-- What the exercise asks --
Every line of the records counts; transcribe each one exactly.

-- Material shown --

☆ ☆ ☆ ☆ ☆ ☆ ☆

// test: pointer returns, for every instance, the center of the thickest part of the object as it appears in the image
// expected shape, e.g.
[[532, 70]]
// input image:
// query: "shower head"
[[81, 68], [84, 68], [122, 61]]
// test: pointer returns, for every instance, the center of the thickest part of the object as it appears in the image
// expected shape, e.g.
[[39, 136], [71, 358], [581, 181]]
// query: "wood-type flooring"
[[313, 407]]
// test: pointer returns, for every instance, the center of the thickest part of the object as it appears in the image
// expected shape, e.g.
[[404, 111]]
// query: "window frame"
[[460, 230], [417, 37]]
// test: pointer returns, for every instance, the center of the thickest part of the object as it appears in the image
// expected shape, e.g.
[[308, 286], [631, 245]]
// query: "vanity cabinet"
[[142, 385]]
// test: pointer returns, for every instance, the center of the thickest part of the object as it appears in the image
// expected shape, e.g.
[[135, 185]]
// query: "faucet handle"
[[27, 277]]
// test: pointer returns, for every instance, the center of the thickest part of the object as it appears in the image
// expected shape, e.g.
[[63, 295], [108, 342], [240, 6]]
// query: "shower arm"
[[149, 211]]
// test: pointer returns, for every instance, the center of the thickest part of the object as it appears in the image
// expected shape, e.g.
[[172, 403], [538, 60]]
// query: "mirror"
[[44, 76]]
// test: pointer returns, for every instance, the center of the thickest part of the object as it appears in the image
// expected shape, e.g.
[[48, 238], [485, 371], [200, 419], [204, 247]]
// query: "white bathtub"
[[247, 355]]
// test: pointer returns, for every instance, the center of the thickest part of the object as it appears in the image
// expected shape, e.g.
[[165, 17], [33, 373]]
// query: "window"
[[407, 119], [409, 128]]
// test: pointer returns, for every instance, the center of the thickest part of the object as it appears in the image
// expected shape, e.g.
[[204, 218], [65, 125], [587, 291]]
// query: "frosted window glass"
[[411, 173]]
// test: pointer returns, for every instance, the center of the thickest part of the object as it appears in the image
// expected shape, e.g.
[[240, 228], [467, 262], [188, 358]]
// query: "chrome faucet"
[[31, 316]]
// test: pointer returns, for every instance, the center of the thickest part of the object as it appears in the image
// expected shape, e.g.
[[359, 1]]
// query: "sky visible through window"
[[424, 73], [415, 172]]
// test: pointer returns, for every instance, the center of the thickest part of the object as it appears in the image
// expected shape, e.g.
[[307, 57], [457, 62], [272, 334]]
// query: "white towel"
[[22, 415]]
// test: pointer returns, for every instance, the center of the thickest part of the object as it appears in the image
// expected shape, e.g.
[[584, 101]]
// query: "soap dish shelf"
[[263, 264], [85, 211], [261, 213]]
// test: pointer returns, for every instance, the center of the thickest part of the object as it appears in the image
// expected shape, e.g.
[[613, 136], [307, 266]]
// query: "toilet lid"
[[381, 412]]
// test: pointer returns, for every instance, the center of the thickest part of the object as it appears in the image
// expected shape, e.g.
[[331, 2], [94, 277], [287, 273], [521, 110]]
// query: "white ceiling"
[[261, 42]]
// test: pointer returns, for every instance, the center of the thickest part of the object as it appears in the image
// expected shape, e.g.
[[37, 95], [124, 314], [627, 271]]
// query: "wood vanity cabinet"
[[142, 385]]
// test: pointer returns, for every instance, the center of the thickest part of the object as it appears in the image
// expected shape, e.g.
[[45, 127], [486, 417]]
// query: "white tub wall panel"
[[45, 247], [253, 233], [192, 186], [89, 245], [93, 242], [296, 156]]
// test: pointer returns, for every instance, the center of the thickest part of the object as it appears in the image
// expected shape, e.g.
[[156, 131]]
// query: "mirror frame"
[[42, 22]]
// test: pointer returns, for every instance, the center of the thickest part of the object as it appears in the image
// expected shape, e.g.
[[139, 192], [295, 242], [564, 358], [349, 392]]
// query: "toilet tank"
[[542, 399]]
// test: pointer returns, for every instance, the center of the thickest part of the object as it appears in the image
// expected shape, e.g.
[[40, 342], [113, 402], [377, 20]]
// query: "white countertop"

☆ ☆ ☆ ☆ ☆ ☆ ☆

-- Response --
// test: pointer returns, for every instance, the center of the thickest part of the object as it appears in the image
// expected shape, e.g.
[[532, 70]]
// input image:
// query: "shower head"
[[81, 68], [84, 68], [122, 61]]
// test: pointer returns, for every instance, the center of the thickest part of the object as it appears in the image
// expected shape, e.g.
[[39, 136], [71, 358], [581, 181]]
// query: "wood-type flooring"
[[313, 407]]
// test: pointer returns, for every instance, the center of the thickest part of the object as it appears in the image
// expected shape, e.g.
[[404, 111]]
// query: "window frame"
[[460, 230], [417, 37]]
// test: pointer returns, for every instance, the center of the thickest part of the object as it appears in the image
// expected shape, e.g.
[[308, 286], [631, 245]]
// query: "vanity cabinet"
[[142, 385]]
// test: pointer returns, for every instance, the center of the thickest part of the object as it appears in the image
// expected shape, e.g.
[[135, 185]]
// query: "faucet handle"
[[27, 277]]
// test: pointer returns, for every instance, the center of the thickest part of the object as it appears in the image
// expected shape, e.g.
[[63, 295], [108, 342], [240, 6]]
// query: "shower arm"
[[149, 211]]
// test: pointer returns, for every instance, the center of the thickest part of the object as it appears in the image
// expected shape, e.g.
[[172, 403], [538, 60]]
// query: "mirror"
[[44, 76]]
// test: pointer returns, for every instance, the center of the thickest part of the object as it appears in the image
// expected shape, e.g.
[[48, 238], [485, 371], [200, 419], [204, 247]]
// query: "white bathtub"
[[247, 355]]
// test: pointer returns, for every instance, the center of the thickest part of the object as it appears in the image
// expected shape, e.g.
[[165, 17], [33, 373]]
// query: "window"
[[407, 119], [409, 128]]
// test: pointer returns, for every instance, the center of the thickest part of the object as it appears in the image
// expected shape, e.g.
[[204, 218], [65, 125], [587, 291]]
// query: "frosted window glass"
[[411, 173]]
// test: pointer returns, for every instance, the center of the thickest part of the object as it appears in the image
// expected shape, e.g.
[[240, 228], [467, 262], [188, 358]]
// query: "chrome faucet"
[[31, 316]]
// test: pointer returns, for every instance, the center of the thickest part of the object as it appears in the image
// expected shape, e.g.
[[359, 1]]
// query: "sky visible through window"
[[424, 73], [415, 172]]
// test: pointer returns, for every instance, the center of the thickest part of the object as it appears in the image
// expected shape, e.g.
[[307, 57], [457, 62], [272, 334]]
// query: "white towel"
[[22, 415]]
// test: pointer returns, for every instance, the center of the thickest part of the object as it appears in the image
// expected shape, e.g.
[[584, 101]]
// query: "soap dish shelf"
[[263, 264], [85, 211], [261, 213]]
// test: pointer returns, for every instance, the center of the thickest part of the object as it appears in the image
// expected shape, e.g.
[[613, 136], [307, 266]]
// query: "toilet lid"
[[381, 412]]
// test: pointer returns, for every instance, the center of the thickest part of the object as it appears in the image
// expected shape, e.g.
[[331, 2], [94, 277], [287, 273], [521, 110]]
// query: "white ceiling"
[[261, 42]]
// test: pointer returns, for every instance, the center of the thickest part of the object as it appears in the image
// expected shape, e.g.
[[37, 95], [124, 314], [627, 271]]
// query: "wood vanity cabinet"
[[142, 385]]
// test: pointer returns, for every instance, the center of the thickest part of the object as it appears in the image
// expected shape, e.g.
[[45, 127], [486, 417]]
// query: "white tub wall panel"
[[45, 247], [253, 233], [192, 186], [89, 245], [93, 242], [296, 156]]
// test: pointer returns, for every instance, the center of the thickest part of the object as it appears in the image
// expected shape, e.g.
[[156, 131]]
// query: "mirror frame"
[[42, 22]]
// test: pointer returns, for every instance, the center of the thickest part of the object as it appears in the image
// expected shape, e.g.
[[139, 192], [295, 242], [564, 358], [349, 392]]
// query: "toilet tank"
[[542, 399]]
// test: pointer returns, for every instance, the center of the thickest part of the object as it appears in the image
// expected shape, e.g.
[[40, 342], [113, 402], [377, 20]]
// query: "white countertop"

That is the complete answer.